### Page excerpt

You’d be forgiven for thinking this newspaper story is from the New York Times.
It’s not, but it’s a close approximation via its Left Coast would-be competitor, the LA Times:
Meditation, primarily a 2,500-year-old form called mindfulness meditation that emphasizes paying attention to the present moment, has gone viral.
The unrelenting siege on our attention can take a good share of the credit; stress has bombarded people from executives on 24/7 schedules to kids who feel the pressure to succeed even before puberty. Meditation has been lauded as a way to reduce stress, ease physical ailments like headaches and increase compassion and productivity.
When Suze Yalof Schwartz opened her pristine, white-walled West L.A. meditation studio nearly a year ago, she kept in mind just the sort of people Marturano knows well.

### Stored data

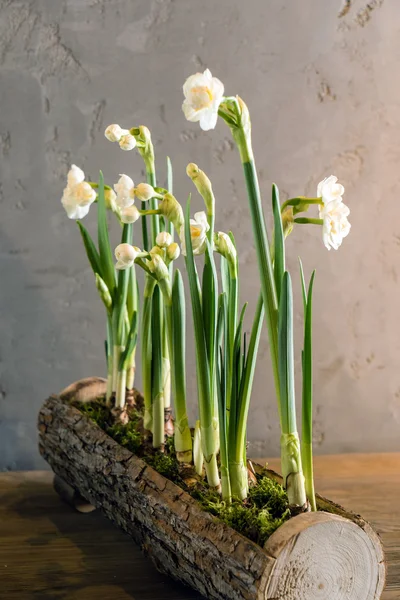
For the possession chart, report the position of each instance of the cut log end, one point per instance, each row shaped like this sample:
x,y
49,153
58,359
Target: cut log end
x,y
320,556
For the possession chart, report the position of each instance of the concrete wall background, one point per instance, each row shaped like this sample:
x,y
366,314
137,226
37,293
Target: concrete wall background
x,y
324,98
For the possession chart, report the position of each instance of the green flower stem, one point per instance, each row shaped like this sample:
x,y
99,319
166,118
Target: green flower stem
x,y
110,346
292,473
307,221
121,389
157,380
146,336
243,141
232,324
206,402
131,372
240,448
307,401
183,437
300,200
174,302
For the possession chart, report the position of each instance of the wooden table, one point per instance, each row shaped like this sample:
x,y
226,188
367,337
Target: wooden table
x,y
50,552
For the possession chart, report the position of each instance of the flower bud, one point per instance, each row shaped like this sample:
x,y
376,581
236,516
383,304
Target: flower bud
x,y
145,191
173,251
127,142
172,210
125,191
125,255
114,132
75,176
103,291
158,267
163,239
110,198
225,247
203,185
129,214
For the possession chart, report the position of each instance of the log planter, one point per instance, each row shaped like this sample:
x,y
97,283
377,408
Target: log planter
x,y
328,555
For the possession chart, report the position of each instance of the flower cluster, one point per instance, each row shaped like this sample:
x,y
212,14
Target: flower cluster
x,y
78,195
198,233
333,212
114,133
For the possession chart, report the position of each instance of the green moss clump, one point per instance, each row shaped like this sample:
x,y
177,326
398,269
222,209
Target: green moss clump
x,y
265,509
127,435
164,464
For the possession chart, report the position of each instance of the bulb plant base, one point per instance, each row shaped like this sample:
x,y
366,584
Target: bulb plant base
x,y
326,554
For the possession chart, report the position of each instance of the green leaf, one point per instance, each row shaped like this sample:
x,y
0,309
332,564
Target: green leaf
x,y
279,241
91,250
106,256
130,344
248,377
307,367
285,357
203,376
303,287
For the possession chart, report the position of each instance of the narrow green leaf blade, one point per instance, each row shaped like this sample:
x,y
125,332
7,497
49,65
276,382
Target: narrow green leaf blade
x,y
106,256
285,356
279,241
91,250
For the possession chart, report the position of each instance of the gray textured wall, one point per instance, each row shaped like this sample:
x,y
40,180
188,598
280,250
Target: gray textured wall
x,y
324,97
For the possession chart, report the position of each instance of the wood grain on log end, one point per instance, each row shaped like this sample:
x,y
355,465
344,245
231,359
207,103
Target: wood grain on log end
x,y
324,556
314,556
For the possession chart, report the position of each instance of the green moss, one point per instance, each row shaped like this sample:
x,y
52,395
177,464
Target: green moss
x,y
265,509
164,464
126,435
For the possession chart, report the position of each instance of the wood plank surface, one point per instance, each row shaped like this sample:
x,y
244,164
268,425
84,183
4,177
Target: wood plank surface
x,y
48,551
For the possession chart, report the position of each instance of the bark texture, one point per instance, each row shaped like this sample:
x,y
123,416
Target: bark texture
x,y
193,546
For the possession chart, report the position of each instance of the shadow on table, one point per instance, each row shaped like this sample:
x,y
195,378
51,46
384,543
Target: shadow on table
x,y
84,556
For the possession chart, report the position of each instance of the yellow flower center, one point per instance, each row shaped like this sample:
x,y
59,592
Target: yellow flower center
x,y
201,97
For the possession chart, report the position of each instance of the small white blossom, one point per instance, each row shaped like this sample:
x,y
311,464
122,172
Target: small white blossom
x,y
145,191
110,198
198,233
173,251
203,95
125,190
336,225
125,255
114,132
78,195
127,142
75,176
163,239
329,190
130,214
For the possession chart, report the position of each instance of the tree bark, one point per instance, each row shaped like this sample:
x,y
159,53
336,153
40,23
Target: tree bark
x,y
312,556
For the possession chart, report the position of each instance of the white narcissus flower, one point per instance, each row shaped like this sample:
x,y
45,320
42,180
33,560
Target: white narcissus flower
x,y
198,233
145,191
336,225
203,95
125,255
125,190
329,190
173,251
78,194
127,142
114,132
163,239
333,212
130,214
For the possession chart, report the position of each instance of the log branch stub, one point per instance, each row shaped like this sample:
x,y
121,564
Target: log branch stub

### Problems to solve
a) According to the meditation excerpt, how old is the form called mindfulness meditation?
b) Continue the meditation excerpt from the point where it stops.

### Set of answers
a) It is 2,500 years old.

b)
Unplug aims to be a place where “my husband, who’s a venture capitalist and has zero tolerance for woo-woo things, won’t walk out.” There are no zafu cushions or incense sticks. Instead, meditators come into the studio and take a sleek black folding floor chair — no sitting cross-legged required. The lighting is a pink-violet, inspired by the artist James Turrell.
Unplug appeals to the meditation skeptics, to “the people who don’t want to meditate but their shrinks told them they should,” said Schwartz, who calls herself a spiritual entrepreneur. The formula for classes is simple, she said: Tell people what the point is, show them how to do it.
Meditation, said Schwartz, who spent years as a makeover maven and fashion editor in New York, speaks to our moment.
“We’re all over-stimulated. It doesn’t matter whether you are 3 or 93. People are not going to the bathroom without their iPhones, and if they tell you they are, they’re lying,” she said. “We need a place to take a time out.”
I’m trying to decide if the always present “yoga/meditation/mindfulness for skeptics” theme really exists, exists to an extent or is largely at this point a creation of the storytellers — or of their subjects. And when we’ll move past it — and to what we’ll have moved.